O relatório “Mega-projeto, Mega-riscos”, publicado em 2010, alertou que Belo Monte seria uma mega-obra com mega-riscos para a sociedade. Esse relatório nunca foi tão atual.
Hoje (25) as notícias veiculadas pela mídia nos dão conta de que o diretor-presidente da Camargo Corrêa, Dalton Avancini, denunciará o pagamento de mais de R$ 100 milhões em propina pagos para fazer Belo Monte. A análise dos custos feitos no relatório é um claro indício que só poderia haver falcatrua já que o projeto não se sustenta economicamente. Não dá para pagar tudo isso de propina se não houver sobrepreço.
Por que, então, o BNDES ignorou a avaliação dos riscos, também apontados no relatório, que assombram o empreendimento, desde que ele foi planejado? As recentes denúncias de propina em Belo Monte, já desencadeadas durante a operação Lava Jato, talvez nos tragam as respostas.

### Dados armazenados
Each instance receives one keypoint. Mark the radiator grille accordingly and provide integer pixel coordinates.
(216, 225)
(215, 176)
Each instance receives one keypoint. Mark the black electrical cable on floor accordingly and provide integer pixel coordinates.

### Objetivos
1 – De acordo com o trecho sobre Belo Monte, em que ano saiu o relatório “Mega-projeto, Mega-riscos”?
2 – Com base no trecho sobre Belo Monte, explique por que a análise de custos do relatório é tratada como indício de falcatrua.

### Respostas esperadas
1 – Em 2010.

2 – Porque a análise mostra que o projeto não se sustenta economicamente. Assim, não haveria como pagar tanto em propina sem sobrepreço.